**INSTRUCTIONS FOR THE TASK:** Continue the outline on high-level-language kernels and the Biscuit kernel below, starting after its final line.

==== QUOTED TEXT

Motivation
  Commodity kernels written in C
  For good reason: C gives programmer total control

  But C hard to use correctly
    Memory management left to programmer
    Serious problems for kernel developers:
      Concurrent data structures challenging
        (RCU, next week)
      Memory safety bugs
        Use-after-free (notoriously difficult to debug)
        Buffer overflows (security vulnerabilities)
          https://source.codeaurora.org/quic/la//kernel/msm-3.14/commit/?id=72f67b29a9c5e6e8d3c34751600c749c5f5e13e1
            CVE-2017-0619
          https://source.codeaurora.org/quic/la//kernel/msm-3.10/commit/?id=9656e2c2b3523af20502bf1e933e35a397f5e82f
            CVE-2017-0621
          https://source.codeaurora.org/quic/la//kernel/msm-4.4/commit/?id=01b2c9a5d728ff6f2f1f28a5d4e927aaeabf56ed
            CVE-2017-0620

  HLL automatically eliminates memory safety bugs!
    HLLs have a garbage collector (GC)
    GC automates memory deallocation
    Convenient for programmer
    ...and provides memory safety
    But GC has costs:
      CPU cycles at runtime
      Delays execution
      Extra memory
    Thus HLL use is a trade-off: safety vs perf
    Determining perf. cost important to understand this trade-off
    No in-depth performance evaluation of HLL kernel has been done before
      Despite researchers building many HLL kernels already
    Want: better understanding of HLL kernel perf
    Goal: compare perf of HLL kernel against fast kernel
      i.e. against Linux

Biscuit
  Started in 2014
  ~30k LOC in Go
  Arch similar to Linux for more fair comparison
  POSIX syscalls
  Can run complex apps (NGINX, Redis) w/o source modifications
  Similar to Linux in many ways
  Some differences:
    Kernel threads are light-weight goroutines
      Context switch doesn't save/restore pgtable
      Cannot dereference user pointers
        Manually translate
    (What are SSE regs/instructions?)
    Go compiler freely uses SSE registers
      While Linux avoids using SSE
        Explicitly saves/restores SSE regs
      Result: Biscuit saves/restores SSE regs more often
    Go isn't designed to handle interrupts
      Runtime doesn't disable/enable interrupts in critical sections
        Calling critical sections (allocation) in Interrupts could deadlock
      Interrupt handlers can't do much
      Instead they wakeup a handling goroutine and return
  Biggest difference: Handling OOM

OOM
  Problem Biscuit, Windows, Linux, FreeBSD etc. all face
  (Swap doesn't solve this problem, though may make OOM less likely)
  Many kernel ops allocate memory
    open(2) allocates a file object
    socket(2) allocates a socket object
  User program decides when to release the resource/free the mem
  => User prog determines how much heap memory kernel uses
  But machine has limited memory

  Problem: What if user programs cause kernel to allocate all of mem?
    Why would this happen?
      Buggy program
      Database server is intentionally using most mem
        + unlucky spike in allocations
    Result: almost no operation can succeed until memory is free
      Hard or impossible for user program to handle sensibly
      i.e. printf() fails
      Even exit(2) fails!

========
==== MATERIAL

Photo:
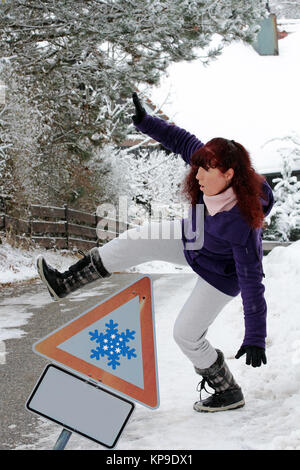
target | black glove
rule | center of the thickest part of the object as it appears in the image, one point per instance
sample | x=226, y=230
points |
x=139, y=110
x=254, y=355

========
==== MATERIAL

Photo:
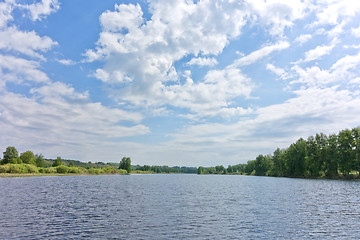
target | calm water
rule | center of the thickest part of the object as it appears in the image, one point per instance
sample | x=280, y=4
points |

========
==== MATERIAL

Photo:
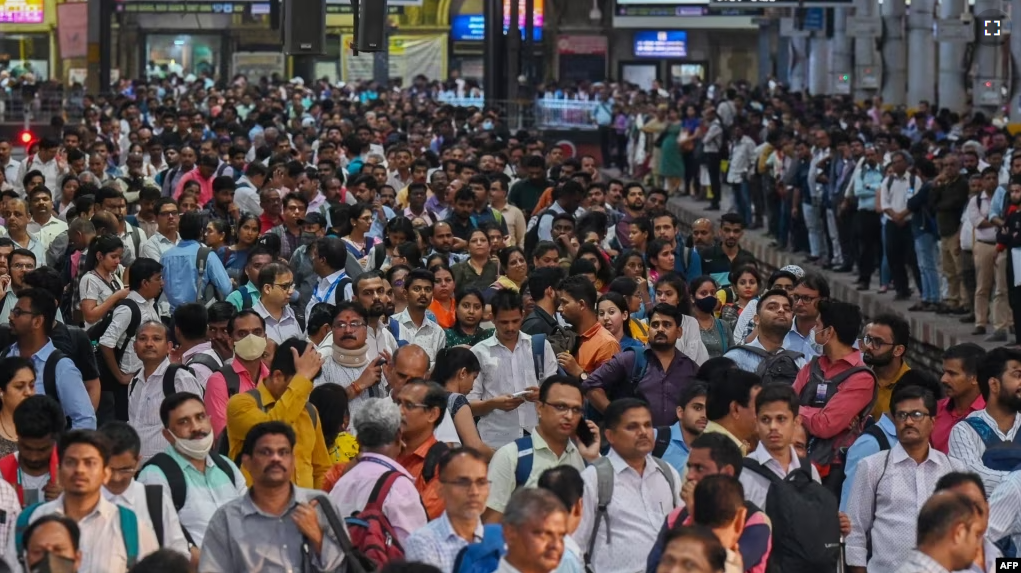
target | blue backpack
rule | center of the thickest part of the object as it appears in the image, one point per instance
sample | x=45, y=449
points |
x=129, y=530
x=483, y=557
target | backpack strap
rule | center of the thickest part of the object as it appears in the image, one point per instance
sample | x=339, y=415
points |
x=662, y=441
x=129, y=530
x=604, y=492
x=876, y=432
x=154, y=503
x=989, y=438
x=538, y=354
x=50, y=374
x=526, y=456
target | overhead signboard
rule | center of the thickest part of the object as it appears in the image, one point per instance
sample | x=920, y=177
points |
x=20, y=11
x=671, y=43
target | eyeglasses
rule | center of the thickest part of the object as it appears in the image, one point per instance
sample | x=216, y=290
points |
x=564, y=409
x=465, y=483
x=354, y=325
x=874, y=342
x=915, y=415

========

**ANSWER TO THE TASK:**
      Memory used by other process
    No user prog can make progress

  How to recover? Need to free memory
    Recover mem by killing mem hogging process
    Can't simply kill
      exit(2) must allocate to close files and keep FS consistent
    Result: Kernel must reserve enough mem for exit(2)
      Linux and Biscuit both do so

  How kernel kills hog is important
    Linux's approach:
      Blocking in allocator is tempting
        Then caller doesn't have to handle failure
      But this can deadlock
        Ex: Good prog takes lock on directory in FS
          Mem hog waiting for lock
            Kernel can't kill hog
            Hog waits for good prog
            Good prog waits for hog to exit
            Deadlock
      Avoid deadlock by failing alloc of good prog
      Result: kernel must handle failure of nearly all allocations
        Hard and filled with bugs
        "Too small to fail" rule

    Biscuit's approach
      Can't use Linux's approach
      Before executing op, wait until enough mem
        No waiting in the middle of an op
        No locks held
        Thus no deadlock
      How to calculate max mem?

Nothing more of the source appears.